• _Page extract_:
So, the first thing was to survey the damage.

The Linux driver (ar8216.c) has a bunch of abstractions that the FreeBSD driver doesn't have, so that's a good starting point. The VLAN operations and VLAN port configuration stuff is all methods in the Linux driver, so that was a good starting point. I stubbed most of the VLAN stuff out (because I really didn't want it to get in the way) - this turned out to be more annoying than I wanted.

Next was the hardware setup path. There's more configurable stuff with the AR8327 - there's two physical ports that I can configure the PHY/MAC parameters on for either external or internal connectivity. I just took the code from Linux (which yes, I have permission to relicence under BSD, thanks to the driver authors!) and I made it use the defaults from OpenWRT for the DB120. The ports didn't properly come up.

I then realised that I was reading total garbage from the PHY register space, so I went looking at the datasheet and ar8216 driver for some inspiration. Sure enough, the AR8327 has the PHY MDIO bus registers in different locations. So after patching the arswitch PHY routines with this knowledge, the PHYs were probed and attached fine. Great. But it still didn't detect port status changes.

(Items from a data source)
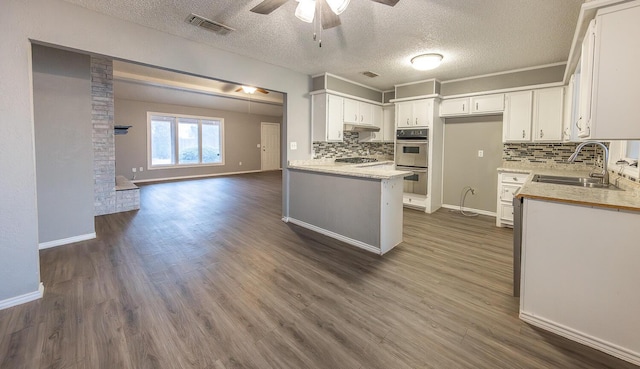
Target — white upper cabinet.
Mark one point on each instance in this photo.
(454, 107)
(548, 114)
(328, 122)
(358, 112)
(517, 117)
(416, 113)
(377, 121)
(534, 115)
(475, 105)
(487, 104)
(389, 123)
(583, 124)
(616, 75)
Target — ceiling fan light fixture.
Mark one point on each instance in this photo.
(306, 10)
(426, 61)
(338, 6)
(248, 89)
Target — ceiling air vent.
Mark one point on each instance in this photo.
(212, 26)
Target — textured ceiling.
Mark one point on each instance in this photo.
(476, 37)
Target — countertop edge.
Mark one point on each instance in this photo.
(350, 173)
(581, 195)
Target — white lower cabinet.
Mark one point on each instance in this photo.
(328, 124)
(508, 184)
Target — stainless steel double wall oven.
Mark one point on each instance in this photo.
(412, 154)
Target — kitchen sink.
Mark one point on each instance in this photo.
(573, 181)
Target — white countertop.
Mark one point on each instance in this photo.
(629, 199)
(375, 170)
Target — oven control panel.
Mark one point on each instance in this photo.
(413, 134)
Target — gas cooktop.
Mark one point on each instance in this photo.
(357, 160)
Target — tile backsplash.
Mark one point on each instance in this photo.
(549, 153)
(351, 147)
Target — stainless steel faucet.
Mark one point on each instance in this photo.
(605, 173)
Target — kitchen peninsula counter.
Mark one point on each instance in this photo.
(359, 204)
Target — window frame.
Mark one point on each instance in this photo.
(176, 141)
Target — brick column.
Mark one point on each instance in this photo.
(104, 156)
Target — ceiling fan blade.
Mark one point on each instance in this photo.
(329, 18)
(387, 2)
(267, 6)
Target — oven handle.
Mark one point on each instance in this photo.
(412, 169)
(414, 141)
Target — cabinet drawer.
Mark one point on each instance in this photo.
(507, 193)
(506, 212)
(518, 178)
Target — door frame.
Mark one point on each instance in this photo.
(262, 142)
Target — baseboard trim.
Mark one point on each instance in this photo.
(23, 299)
(577, 336)
(337, 236)
(471, 210)
(198, 176)
(66, 241)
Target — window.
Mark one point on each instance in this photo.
(184, 141)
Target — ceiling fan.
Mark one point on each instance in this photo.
(328, 9)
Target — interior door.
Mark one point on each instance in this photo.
(270, 145)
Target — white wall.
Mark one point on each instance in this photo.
(59, 23)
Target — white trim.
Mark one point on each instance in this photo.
(350, 81)
(342, 94)
(66, 241)
(505, 90)
(505, 72)
(432, 96)
(416, 82)
(198, 176)
(22, 299)
(582, 338)
(471, 210)
(337, 236)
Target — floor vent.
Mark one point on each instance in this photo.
(208, 24)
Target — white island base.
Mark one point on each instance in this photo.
(361, 211)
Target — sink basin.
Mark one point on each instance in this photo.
(573, 181)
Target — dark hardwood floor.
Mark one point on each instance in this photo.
(206, 275)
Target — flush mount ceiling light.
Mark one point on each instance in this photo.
(306, 10)
(426, 61)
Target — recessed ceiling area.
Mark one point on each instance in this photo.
(476, 37)
(143, 83)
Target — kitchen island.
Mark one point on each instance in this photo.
(579, 264)
(358, 204)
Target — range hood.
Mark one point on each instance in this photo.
(350, 127)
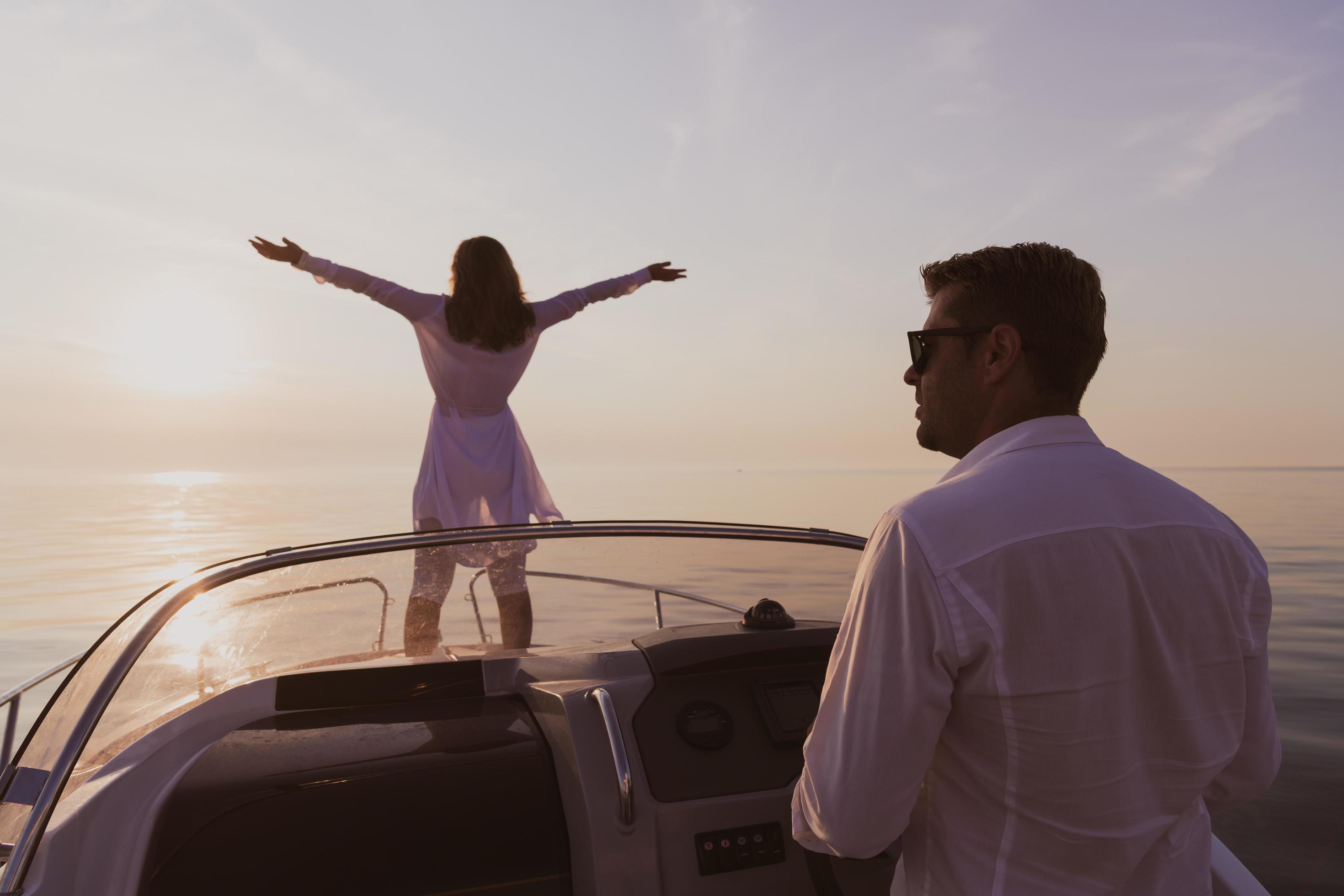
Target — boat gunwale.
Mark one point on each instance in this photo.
(175, 596)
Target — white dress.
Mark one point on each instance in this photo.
(476, 469)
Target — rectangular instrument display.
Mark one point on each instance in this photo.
(789, 709)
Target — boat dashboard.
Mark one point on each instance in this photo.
(658, 766)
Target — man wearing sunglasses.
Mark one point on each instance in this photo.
(1053, 666)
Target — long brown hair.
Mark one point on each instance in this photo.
(487, 307)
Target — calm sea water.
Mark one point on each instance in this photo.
(78, 549)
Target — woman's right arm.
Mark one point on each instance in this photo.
(406, 303)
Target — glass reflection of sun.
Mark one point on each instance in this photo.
(181, 343)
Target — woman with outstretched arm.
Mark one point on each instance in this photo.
(478, 470)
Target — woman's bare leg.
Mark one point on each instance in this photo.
(508, 582)
(432, 579)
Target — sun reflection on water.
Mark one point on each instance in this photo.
(186, 479)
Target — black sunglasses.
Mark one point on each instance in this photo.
(918, 357)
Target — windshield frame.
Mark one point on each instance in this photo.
(175, 596)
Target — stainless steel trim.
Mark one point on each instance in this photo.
(15, 695)
(172, 598)
(625, 806)
(656, 589)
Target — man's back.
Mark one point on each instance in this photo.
(1067, 652)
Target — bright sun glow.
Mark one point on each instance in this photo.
(181, 341)
(186, 479)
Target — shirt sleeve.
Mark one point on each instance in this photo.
(887, 695)
(566, 305)
(406, 303)
(1257, 759)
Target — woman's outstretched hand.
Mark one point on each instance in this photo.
(663, 271)
(289, 253)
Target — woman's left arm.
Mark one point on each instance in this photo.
(566, 305)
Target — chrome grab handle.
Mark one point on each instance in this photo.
(623, 765)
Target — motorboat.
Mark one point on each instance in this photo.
(260, 729)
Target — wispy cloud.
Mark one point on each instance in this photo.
(955, 49)
(1216, 139)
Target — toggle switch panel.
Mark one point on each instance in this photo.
(738, 848)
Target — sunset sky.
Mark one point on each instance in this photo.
(800, 159)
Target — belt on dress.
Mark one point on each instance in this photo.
(467, 407)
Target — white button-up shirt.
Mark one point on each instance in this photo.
(1053, 666)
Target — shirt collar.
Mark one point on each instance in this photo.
(1042, 430)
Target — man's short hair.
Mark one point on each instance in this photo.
(1051, 296)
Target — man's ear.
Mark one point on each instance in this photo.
(1004, 344)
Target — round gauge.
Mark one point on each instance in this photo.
(705, 725)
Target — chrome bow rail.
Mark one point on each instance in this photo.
(12, 698)
(174, 597)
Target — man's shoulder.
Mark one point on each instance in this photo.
(1041, 492)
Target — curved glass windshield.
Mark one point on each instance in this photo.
(584, 590)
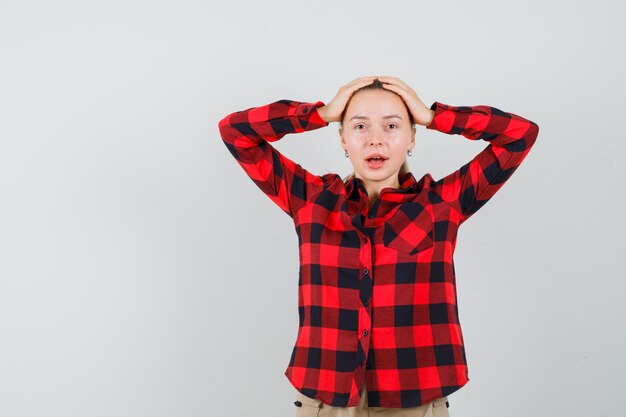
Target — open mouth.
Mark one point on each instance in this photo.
(375, 161)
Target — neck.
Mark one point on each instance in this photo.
(375, 187)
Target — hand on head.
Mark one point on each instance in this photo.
(332, 112)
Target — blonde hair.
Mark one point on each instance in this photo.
(376, 85)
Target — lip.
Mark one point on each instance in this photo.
(376, 155)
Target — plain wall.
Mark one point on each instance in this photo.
(143, 274)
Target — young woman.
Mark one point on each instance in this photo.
(379, 328)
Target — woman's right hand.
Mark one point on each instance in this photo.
(333, 110)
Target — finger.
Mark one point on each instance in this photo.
(393, 80)
(395, 88)
(362, 80)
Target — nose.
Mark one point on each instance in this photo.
(376, 139)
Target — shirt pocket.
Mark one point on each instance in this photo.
(410, 229)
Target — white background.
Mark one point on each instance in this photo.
(143, 274)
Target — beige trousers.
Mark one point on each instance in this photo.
(312, 407)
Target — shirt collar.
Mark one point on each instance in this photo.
(408, 185)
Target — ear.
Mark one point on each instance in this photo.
(343, 140)
(412, 139)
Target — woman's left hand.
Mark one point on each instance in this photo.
(422, 115)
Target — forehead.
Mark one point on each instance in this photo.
(376, 103)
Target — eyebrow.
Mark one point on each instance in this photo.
(389, 116)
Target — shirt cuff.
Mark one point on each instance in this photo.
(445, 116)
(309, 110)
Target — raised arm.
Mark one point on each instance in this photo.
(510, 138)
(247, 135)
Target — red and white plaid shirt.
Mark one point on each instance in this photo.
(377, 289)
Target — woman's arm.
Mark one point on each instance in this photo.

• _Problems to work on_:
1/ In the driver notes, whose defaults were applied for the DB120?
2/ From the driver notes, write out the passage that begins at "The Linux driver (ar8216.c)" and ends after "than I wanted.", replacing "abstractions" with "layers".

• _The solutions_:
1/ The defaults from OpenWRT.

2/
The Linux driver (ar8216.c) has a bunch of layers that the FreeBSD driver doesn't have, so that's a good starting point. The VLAN operations and VLAN port configuration stuff is all methods in the Linux driver, so that was a good starting point. I stubbed most of the VLAN stuff out (because I really didn't want it to get in the way) - this turned out to be more annoying than I wanted.